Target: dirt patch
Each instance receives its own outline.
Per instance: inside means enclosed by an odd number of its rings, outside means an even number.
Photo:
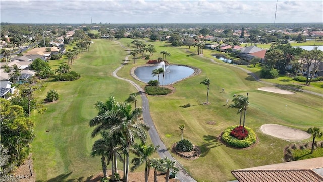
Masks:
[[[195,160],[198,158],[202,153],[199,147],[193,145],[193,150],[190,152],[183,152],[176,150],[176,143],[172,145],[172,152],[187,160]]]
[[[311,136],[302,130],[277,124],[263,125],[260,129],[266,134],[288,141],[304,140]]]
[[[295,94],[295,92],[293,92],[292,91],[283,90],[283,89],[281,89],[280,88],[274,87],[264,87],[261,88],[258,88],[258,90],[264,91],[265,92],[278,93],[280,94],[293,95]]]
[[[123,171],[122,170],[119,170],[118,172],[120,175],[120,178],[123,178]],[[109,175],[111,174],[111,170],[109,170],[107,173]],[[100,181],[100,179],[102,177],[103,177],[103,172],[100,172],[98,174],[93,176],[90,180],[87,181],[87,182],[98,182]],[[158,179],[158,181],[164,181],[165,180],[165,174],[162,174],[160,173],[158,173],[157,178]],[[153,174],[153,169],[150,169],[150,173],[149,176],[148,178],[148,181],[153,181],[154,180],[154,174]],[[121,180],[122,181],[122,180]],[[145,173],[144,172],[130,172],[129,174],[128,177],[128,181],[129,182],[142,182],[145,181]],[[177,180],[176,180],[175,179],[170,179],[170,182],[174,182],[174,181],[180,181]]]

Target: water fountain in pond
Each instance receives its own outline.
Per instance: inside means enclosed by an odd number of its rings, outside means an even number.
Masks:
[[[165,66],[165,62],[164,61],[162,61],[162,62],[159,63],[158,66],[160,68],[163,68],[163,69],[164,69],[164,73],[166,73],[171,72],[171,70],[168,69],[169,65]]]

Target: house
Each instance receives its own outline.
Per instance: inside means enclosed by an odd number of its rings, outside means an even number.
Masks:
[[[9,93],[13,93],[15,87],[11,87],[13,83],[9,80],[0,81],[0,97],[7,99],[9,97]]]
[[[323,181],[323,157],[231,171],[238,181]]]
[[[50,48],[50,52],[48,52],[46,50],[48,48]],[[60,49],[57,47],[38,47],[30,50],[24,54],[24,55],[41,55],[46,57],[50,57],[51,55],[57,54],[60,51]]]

—————

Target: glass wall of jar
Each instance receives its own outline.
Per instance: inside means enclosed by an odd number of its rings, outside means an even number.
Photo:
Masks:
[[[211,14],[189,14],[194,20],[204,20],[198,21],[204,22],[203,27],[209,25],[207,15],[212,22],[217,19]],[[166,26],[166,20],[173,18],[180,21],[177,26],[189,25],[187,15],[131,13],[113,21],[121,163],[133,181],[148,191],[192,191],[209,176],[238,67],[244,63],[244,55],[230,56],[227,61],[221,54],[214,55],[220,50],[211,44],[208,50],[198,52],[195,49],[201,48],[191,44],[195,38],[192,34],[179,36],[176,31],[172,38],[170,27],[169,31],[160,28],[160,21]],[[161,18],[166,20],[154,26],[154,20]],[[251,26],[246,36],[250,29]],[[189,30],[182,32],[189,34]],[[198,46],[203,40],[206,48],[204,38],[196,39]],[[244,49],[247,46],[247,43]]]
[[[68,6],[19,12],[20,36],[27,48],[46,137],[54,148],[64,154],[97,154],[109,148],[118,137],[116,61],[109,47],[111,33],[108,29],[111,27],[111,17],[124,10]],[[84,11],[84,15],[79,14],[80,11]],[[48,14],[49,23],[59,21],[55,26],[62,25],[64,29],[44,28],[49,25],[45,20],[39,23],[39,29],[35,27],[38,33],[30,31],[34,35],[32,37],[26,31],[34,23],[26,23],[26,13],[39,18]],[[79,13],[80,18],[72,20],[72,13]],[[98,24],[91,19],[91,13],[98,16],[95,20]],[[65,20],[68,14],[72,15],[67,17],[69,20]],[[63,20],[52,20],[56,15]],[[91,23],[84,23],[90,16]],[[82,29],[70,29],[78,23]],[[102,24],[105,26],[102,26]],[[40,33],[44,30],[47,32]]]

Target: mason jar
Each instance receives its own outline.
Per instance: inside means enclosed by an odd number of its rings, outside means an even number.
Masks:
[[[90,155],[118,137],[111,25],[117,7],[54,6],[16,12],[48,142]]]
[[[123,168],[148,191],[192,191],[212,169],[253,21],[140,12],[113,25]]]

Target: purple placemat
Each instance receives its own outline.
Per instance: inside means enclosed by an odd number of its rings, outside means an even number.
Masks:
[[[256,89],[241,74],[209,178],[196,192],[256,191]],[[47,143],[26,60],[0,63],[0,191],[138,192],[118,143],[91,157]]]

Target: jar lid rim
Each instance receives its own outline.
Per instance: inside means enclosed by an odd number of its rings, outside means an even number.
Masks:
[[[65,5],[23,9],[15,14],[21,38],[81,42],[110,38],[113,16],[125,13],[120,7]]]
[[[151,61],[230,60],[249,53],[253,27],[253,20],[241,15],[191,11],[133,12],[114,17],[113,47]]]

—————

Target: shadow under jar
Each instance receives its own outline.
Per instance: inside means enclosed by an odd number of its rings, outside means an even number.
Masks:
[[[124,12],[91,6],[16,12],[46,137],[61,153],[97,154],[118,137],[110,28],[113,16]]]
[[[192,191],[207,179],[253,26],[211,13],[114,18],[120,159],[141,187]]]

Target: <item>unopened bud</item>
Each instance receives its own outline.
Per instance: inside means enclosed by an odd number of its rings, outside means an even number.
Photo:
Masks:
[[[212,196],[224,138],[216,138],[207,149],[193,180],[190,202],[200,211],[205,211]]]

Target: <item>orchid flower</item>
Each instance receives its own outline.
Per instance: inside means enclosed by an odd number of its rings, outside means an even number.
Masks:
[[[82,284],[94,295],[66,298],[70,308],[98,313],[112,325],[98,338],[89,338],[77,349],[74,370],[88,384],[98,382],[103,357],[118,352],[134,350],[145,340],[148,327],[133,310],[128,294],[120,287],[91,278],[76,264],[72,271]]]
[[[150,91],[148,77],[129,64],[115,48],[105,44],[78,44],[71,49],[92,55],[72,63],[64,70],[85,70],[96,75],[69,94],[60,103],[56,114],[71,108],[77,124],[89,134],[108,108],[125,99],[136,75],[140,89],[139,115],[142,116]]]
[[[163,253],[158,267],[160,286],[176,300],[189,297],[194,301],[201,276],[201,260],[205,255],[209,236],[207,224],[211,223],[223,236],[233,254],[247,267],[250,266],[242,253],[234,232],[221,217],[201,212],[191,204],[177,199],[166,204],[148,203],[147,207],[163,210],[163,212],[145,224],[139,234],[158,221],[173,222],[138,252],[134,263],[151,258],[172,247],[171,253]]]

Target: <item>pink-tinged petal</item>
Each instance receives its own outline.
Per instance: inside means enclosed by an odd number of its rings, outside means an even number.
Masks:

—————

- **THE EXERCISE**
How many lines in the rows above contain the string "Target"? Case matters. Reply with the number alone.

- **SOLUTION BELOW**
11